Task requirements -
Leave out the pictures and copy the remaining records exactly.

## START Material for the task

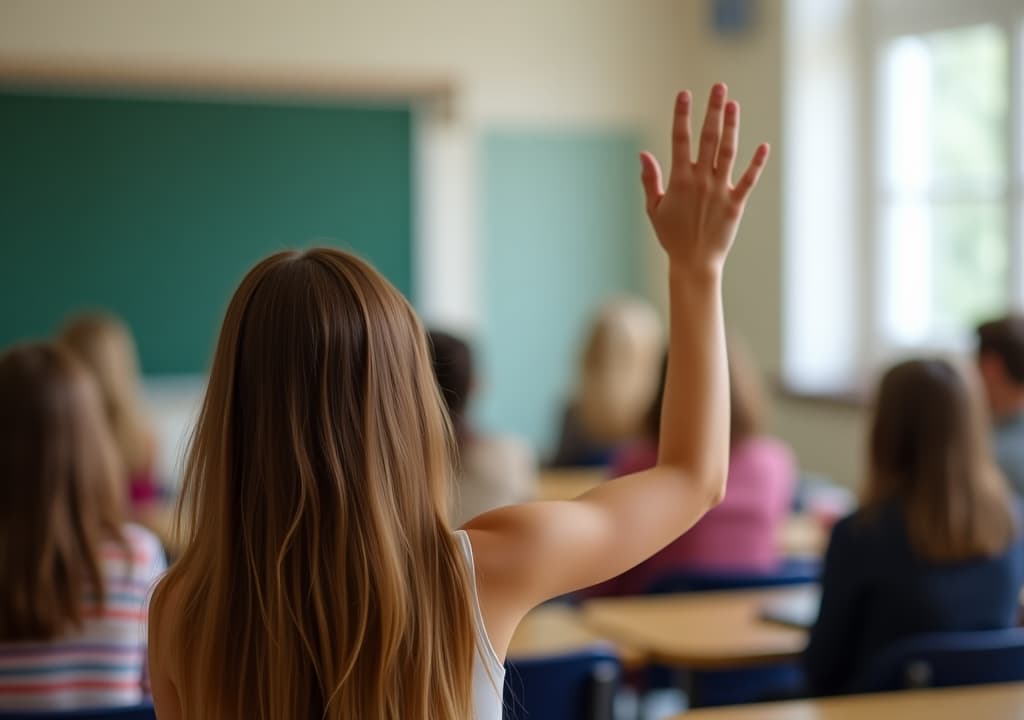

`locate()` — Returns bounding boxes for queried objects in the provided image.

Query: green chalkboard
[0,91,413,374]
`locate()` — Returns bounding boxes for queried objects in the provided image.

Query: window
[877,24,1020,348]
[783,0,1024,393]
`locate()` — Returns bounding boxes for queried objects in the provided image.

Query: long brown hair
[0,343,125,641]
[153,249,475,720]
[864,359,1016,562]
[59,312,154,473]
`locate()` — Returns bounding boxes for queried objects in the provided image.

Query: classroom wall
[0,0,860,489]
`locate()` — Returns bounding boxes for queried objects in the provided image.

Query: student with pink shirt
[586,339,796,596]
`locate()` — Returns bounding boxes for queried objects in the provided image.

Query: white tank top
[455,530,505,720]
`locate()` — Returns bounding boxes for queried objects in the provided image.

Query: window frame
[781,0,1024,405]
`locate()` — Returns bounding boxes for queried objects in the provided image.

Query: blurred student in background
[429,331,537,527]
[978,315,1024,496]
[551,298,665,467]
[0,344,164,710]
[805,359,1024,694]
[588,337,796,595]
[59,312,160,509]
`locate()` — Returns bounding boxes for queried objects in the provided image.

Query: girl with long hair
[427,330,537,525]
[0,343,164,710]
[805,359,1024,694]
[150,85,768,720]
[59,312,160,506]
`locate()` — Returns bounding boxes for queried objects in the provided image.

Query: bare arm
[467,85,768,652]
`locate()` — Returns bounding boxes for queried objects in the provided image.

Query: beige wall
[0,0,860,482]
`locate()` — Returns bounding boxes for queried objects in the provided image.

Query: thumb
[640,153,665,215]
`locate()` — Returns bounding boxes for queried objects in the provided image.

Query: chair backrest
[853,628,1024,692]
[647,560,821,595]
[0,705,157,720]
[505,646,622,720]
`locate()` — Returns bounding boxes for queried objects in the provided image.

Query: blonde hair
[0,343,129,642]
[577,298,665,442]
[153,249,476,720]
[59,312,153,473]
[864,359,1017,562]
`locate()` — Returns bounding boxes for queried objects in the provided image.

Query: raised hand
[640,83,768,271]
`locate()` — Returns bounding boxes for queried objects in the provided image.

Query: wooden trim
[774,378,868,410]
[0,57,455,105]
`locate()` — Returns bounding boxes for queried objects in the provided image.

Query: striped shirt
[0,524,166,711]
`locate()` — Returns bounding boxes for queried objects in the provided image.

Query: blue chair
[647,558,821,708]
[0,705,157,720]
[647,558,821,595]
[505,646,622,720]
[854,628,1024,692]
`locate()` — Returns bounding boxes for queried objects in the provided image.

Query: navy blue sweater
[804,507,1024,695]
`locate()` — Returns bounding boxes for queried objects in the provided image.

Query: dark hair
[978,314,1024,384]
[864,359,1016,562]
[0,343,126,641]
[429,330,473,439]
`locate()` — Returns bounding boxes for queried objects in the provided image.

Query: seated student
[550,298,665,467]
[585,339,796,596]
[978,315,1024,497]
[150,84,768,720]
[0,344,164,711]
[804,359,1024,694]
[59,312,160,509]
[429,331,537,526]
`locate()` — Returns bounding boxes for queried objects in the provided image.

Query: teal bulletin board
[0,90,407,374]
[478,129,652,453]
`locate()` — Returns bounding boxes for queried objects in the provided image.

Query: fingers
[732,142,770,204]
[715,100,739,183]
[640,153,665,215]
[655,90,693,180]
[697,83,727,172]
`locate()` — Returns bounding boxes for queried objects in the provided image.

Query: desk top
[675,683,1024,720]
[508,603,644,666]
[537,467,608,500]
[583,586,807,670]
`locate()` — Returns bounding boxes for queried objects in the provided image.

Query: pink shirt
[586,437,796,596]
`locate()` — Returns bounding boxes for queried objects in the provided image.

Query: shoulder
[829,505,906,560]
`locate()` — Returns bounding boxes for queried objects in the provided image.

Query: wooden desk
[674,683,1024,720]
[508,603,645,667]
[583,586,807,671]
[537,467,608,500]
[778,514,828,557]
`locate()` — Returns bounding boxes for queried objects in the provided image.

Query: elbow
[708,473,726,510]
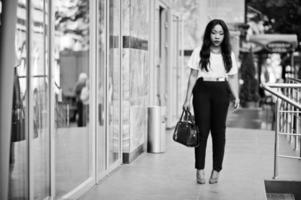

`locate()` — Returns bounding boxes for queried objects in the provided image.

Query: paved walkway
[81,128,301,200]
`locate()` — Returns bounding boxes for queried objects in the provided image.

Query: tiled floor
[81,128,301,200]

## END Material for the task

Reply -
`locate()` — Returns bounding boxes for queried objects in the provided image.

Query: green chalkboard
[0,91,413,374]
`locate()` — Returns bounding boxes for queried objects in the provided image.

Query: window
[877,24,1020,348]
[783,0,1024,393]
`locate()` — Returns bounding boxes for queried objects in the provided image.

Query: long brown hair
[0,343,125,641]
[153,249,475,720]
[864,359,1016,562]
[59,312,154,473]
`locate()` — Returns bounding boxes for queried objects in the provided image.

Query: classroom wall
[0,0,860,489]
`locate()` — Returns bounding boxes for queried objects in the provided image.

Query: student with pink shirt
[586,339,796,596]
`locate()` — Returns bounding boxes for queried objects in the provided image.

Query: white tank top
[455,530,505,720]
`locate()` — Returns bounding boxes for queried objects in the provided image.

Query: window frame
[781,0,1024,405]
`locate()` — Returns bounding boxes for queried objects in the provided image.

Query: blurred student in background
[429,331,537,527]
[978,315,1024,496]
[551,298,665,467]
[0,344,164,710]
[805,359,1024,694]
[588,337,796,595]
[59,312,160,509]
`locate()` — Returns bounding boxes for queried objects in the provided image.

Query: girl with long hair
[427,330,537,525]
[0,343,164,710]
[805,359,1024,694]
[150,85,768,720]
[59,312,160,506]
`locate()` — Returns bounding boxes for queried objects in the provided image.

Query: bare arm
[467,85,768,652]
`locate()` — Returns bounding boxes for queried objects in the provided image.

Query: beige wall
[0,0,860,482]
`locate()` — Returns bounding boxes for queried objects in the provided image.

Query: thumb
[640,153,665,215]
`locate()` — Returns bounding boxes for queried objects in the provided image.

Query: chair backrest
[853,628,1024,692]
[647,560,821,595]
[0,705,157,720]
[505,646,622,720]
`locate()` — Returns bounding boxes for queried objects in the provided image.

Query: blonde hair
[0,343,129,642]
[577,298,665,442]
[153,249,476,720]
[59,312,153,473]
[864,359,1017,562]
`locate()` — Returns bounding boxes for queried objects in the provided image.

Query: raised hand
[640,83,768,271]
`locate()` — Returns bounding boxes for queried objects in the provided image.

Query: wooden trim
[774,378,868,410]
[0,57,455,105]
`locate()` — Returns bounding boxes for queried objects in the provided image.

Query: striped shirt
[0,524,166,711]
`locate()` — Returns bounding boxes for queried objects in the provided image.

Query: blue chair
[647,558,821,708]
[0,705,157,720]
[647,558,821,595]
[505,646,622,720]
[854,628,1024,692]
`locate()` — Returns bounding boxes for queried objects in the provided image.

Query: navy blue sweater
[804,507,1024,695]
`locate()` — Returns bounding boxes for queried objects in the provided image.

Query: dark hair
[978,314,1024,384]
[864,359,1016,562]
[0,343,126,641]
[429,330,473,439]
`locate()` — Returns bounding boxes for queried objects in the provided image.

Query: seated student
[550,298,665,467]
[585,339,796,596]
[978,315,1024,497]
[150,84,768,720]
[0,344,164,711]
[804,359,1024,694]
[59,312,160,509]
[429,331,537,526]
`locate()` — Returns bounding boxes for queried objects in the provided image.

Query: teal bulletin board
[0,90,407,374]
[478,129,652,453]
`locate()` — Returns bounding boxes for queried objects in the provided image.

Query: fingers
[732,142,770,204]
[715,100,739,183]
[640,153,665,215]
[655,90,693,180]
[697,83,727,172]
`locate()` — Returns bounding boxes for queried objects in the provided image.

Query: desk top
[675,683,1024,720]
[508,603,644,666]
[537,467,608,500]
[583,586,807,670]
`locate()` — Returns bounding boxes for queried objects in the provided image.

Query: pink shirt
[586,437,796,596]
`locate()` — Returns bounding boxes for queried objects in the provided image.

Query: shoulder
[829,505,906,560]
`locate()` — Returns bounding boxes for queried objects in the provided image.

Query: wooden desk
[674,683,1024,720]
[508,603,645,667]
[583,586,807,671]
[537,467,608,500]
[778,514,828,557]
`locate()` — Returns bounding boxes for queried objects in the provided image.

Query: elbow
[708,473,726,510]

`locate()` — Returns bounding boxes for queried objects in the provided image.

Query: paved walkway
[81,128,301,200]
`locate()` — Returns bounding boxes for queried objects in the provided image.

Query: tiled floor
[81,128,301,200]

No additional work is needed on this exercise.